(Entries from an annotation dataset)
[Begin]
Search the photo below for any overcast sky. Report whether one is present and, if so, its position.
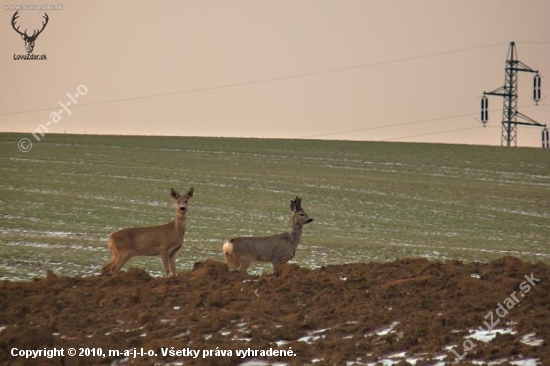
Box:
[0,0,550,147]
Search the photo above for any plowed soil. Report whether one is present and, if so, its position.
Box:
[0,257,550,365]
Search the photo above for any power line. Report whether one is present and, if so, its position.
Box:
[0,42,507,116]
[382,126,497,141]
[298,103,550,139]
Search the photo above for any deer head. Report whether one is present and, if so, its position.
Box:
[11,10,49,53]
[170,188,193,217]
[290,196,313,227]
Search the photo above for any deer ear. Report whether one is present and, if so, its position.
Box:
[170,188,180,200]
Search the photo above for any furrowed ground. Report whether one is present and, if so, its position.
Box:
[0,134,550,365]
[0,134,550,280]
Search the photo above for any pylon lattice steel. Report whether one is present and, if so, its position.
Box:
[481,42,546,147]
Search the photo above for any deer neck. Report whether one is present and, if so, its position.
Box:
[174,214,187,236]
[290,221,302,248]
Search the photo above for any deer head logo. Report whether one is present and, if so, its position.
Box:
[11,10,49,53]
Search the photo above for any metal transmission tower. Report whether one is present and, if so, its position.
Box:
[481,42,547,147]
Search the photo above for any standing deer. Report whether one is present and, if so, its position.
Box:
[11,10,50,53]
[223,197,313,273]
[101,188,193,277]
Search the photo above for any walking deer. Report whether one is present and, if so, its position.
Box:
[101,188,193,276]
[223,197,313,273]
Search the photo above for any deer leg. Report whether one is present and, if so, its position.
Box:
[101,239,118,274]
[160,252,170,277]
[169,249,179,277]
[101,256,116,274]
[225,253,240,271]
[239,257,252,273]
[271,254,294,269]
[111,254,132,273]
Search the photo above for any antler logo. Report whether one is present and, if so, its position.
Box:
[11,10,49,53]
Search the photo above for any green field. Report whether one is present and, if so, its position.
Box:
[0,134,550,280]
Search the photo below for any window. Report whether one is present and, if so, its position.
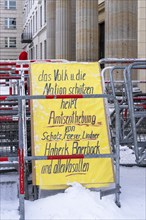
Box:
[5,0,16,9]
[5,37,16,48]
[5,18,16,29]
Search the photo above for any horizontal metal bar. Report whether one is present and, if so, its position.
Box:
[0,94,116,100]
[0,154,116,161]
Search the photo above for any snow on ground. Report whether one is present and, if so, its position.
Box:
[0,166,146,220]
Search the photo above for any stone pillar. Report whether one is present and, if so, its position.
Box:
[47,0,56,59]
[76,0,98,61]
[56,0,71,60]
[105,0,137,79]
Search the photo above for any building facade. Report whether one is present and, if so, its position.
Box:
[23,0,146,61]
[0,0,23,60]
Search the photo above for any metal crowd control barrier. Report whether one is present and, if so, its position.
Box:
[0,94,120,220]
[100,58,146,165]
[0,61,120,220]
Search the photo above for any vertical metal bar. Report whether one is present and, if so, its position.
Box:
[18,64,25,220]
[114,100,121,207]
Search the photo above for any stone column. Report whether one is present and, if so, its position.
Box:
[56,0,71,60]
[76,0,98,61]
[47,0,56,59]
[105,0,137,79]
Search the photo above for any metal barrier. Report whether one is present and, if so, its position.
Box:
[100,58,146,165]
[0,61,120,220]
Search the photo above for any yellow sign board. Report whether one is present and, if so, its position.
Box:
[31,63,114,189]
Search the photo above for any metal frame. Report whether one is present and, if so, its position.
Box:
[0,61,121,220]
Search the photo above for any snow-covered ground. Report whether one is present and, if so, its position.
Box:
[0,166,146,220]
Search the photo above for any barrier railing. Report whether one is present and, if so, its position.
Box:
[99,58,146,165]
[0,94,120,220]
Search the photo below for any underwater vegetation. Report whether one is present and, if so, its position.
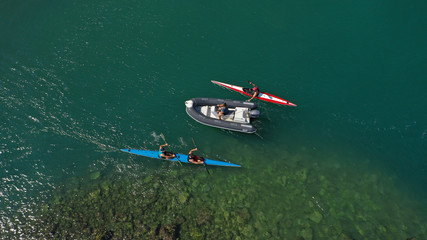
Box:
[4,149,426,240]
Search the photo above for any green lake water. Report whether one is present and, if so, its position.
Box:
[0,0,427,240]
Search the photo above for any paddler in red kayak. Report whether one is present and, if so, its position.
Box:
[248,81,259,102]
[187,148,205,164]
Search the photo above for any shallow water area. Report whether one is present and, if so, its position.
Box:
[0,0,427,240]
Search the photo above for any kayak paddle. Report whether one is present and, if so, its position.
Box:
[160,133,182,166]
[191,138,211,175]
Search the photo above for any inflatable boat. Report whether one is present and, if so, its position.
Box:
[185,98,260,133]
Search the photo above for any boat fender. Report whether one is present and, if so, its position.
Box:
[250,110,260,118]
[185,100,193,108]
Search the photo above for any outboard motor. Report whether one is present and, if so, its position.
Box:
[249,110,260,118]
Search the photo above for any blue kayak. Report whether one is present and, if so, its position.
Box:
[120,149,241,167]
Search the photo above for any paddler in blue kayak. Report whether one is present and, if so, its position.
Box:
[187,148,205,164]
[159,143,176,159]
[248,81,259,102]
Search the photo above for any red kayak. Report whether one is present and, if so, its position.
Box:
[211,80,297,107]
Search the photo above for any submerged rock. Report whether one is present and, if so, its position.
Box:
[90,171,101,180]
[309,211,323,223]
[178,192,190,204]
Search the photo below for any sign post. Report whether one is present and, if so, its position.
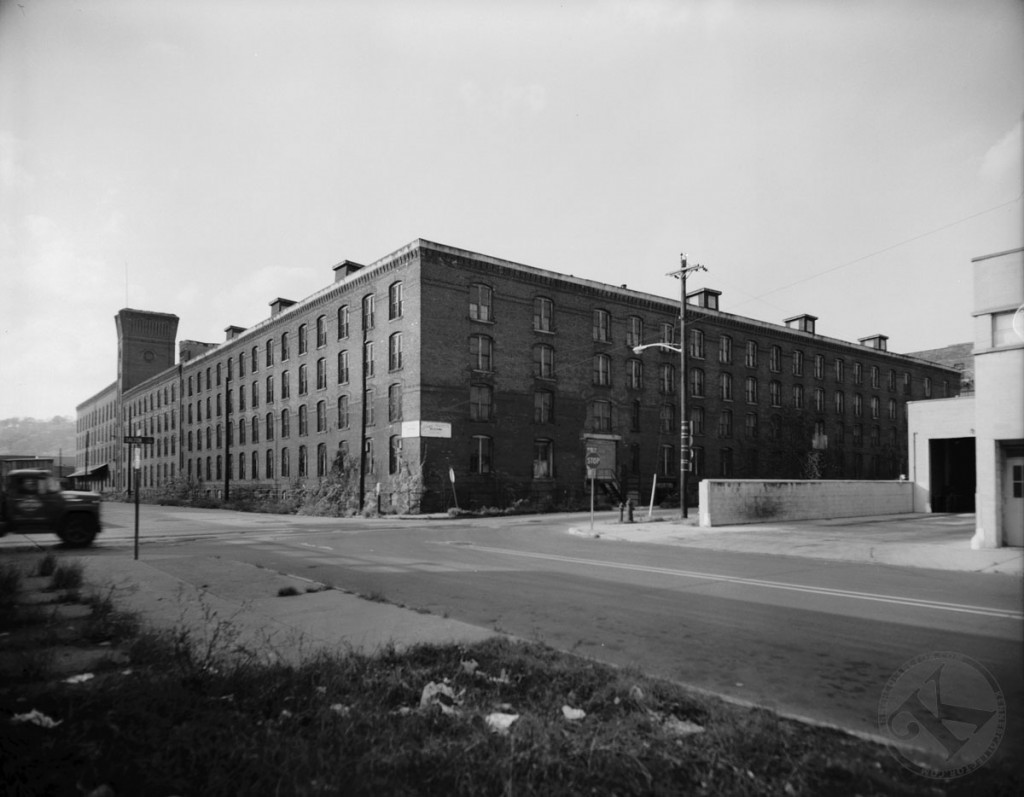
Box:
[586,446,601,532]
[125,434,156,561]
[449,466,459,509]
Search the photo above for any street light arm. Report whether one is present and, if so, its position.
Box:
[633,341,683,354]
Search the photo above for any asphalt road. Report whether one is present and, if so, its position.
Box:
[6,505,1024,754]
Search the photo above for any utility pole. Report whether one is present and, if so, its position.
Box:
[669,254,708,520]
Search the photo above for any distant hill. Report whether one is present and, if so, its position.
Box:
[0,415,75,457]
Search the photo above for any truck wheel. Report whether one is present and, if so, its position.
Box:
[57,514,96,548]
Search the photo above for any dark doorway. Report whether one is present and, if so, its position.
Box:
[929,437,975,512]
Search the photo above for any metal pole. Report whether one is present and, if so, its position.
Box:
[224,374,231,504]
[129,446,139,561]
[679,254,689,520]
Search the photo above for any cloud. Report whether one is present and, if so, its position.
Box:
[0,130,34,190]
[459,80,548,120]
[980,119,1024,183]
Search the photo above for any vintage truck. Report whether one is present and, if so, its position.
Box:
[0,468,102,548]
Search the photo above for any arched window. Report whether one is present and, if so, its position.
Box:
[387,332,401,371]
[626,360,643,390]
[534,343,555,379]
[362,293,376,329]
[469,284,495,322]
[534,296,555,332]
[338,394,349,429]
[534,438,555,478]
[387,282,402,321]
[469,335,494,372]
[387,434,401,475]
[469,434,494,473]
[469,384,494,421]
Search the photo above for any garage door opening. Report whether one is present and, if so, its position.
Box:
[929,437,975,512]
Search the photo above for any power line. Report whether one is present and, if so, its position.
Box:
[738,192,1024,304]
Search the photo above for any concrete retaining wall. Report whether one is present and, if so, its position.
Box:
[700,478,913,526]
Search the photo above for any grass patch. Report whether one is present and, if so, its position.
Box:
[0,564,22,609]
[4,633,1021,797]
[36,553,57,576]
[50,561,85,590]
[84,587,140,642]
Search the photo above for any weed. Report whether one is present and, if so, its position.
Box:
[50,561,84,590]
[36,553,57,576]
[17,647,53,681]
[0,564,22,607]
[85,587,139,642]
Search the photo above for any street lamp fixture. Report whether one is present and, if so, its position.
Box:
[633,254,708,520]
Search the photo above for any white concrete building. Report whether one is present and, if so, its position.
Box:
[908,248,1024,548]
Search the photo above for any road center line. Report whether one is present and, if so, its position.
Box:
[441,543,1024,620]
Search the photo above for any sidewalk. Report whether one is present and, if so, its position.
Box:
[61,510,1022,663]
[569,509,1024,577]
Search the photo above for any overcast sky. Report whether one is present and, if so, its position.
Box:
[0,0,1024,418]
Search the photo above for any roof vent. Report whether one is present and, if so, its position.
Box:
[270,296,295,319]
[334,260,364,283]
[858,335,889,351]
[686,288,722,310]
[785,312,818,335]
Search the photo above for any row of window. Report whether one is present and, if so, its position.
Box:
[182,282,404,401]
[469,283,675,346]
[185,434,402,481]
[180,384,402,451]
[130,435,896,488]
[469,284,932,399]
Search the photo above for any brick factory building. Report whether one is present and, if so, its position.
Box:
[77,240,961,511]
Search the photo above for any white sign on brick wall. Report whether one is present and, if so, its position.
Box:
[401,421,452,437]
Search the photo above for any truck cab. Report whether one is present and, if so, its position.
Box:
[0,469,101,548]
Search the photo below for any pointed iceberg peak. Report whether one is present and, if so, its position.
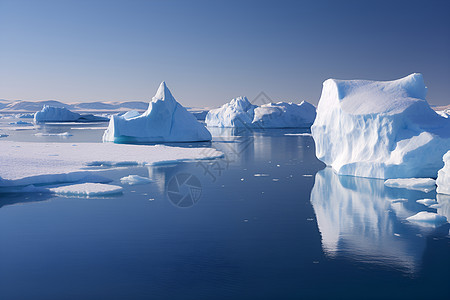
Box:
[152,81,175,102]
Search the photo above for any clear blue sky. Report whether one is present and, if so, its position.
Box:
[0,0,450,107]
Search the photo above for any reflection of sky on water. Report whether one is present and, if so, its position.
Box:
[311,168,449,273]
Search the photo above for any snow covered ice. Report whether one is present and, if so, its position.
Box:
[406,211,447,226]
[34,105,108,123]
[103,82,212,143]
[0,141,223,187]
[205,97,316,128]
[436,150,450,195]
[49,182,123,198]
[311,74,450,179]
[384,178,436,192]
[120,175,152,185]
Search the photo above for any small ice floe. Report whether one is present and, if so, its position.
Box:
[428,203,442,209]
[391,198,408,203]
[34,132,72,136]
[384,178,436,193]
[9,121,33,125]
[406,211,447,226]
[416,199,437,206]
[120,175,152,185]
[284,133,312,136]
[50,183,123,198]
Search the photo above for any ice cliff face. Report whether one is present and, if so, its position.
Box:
[End]
[Task prompt]
Repeat everything from the line containing "Search the photo below for any window." down to the line containing "[0,0,23,60]", including both of those lines, and leave the pictures out of your answer.

[Task response]
Search the photo below for any window. Report whether one is present and, if so, its position.
Box:
[5,0,16,9]
[5,37,16,48]
[5,18,16,29]
Search the photo above for any horizontal metal bar. Report whether one is present and, if so, its position.
Box:
[0,94,116,100]
[0,154,116,161]
Search the photo above for any snow on ground. Report whether one is present and, if so, its position.
Box:
[0,166,146,220]
Search the photo above for any stone pillar. Report whether one is present and, if so, its position.
Box:
[47,0,56,59]
[76,0,98,61]
[56,0,71,60]
[105,0,137,79]
Search the photo above for any building facade. Report whether one is present and, if so, its position.
Box:
[23,0,146,61]
[0,0,23,60]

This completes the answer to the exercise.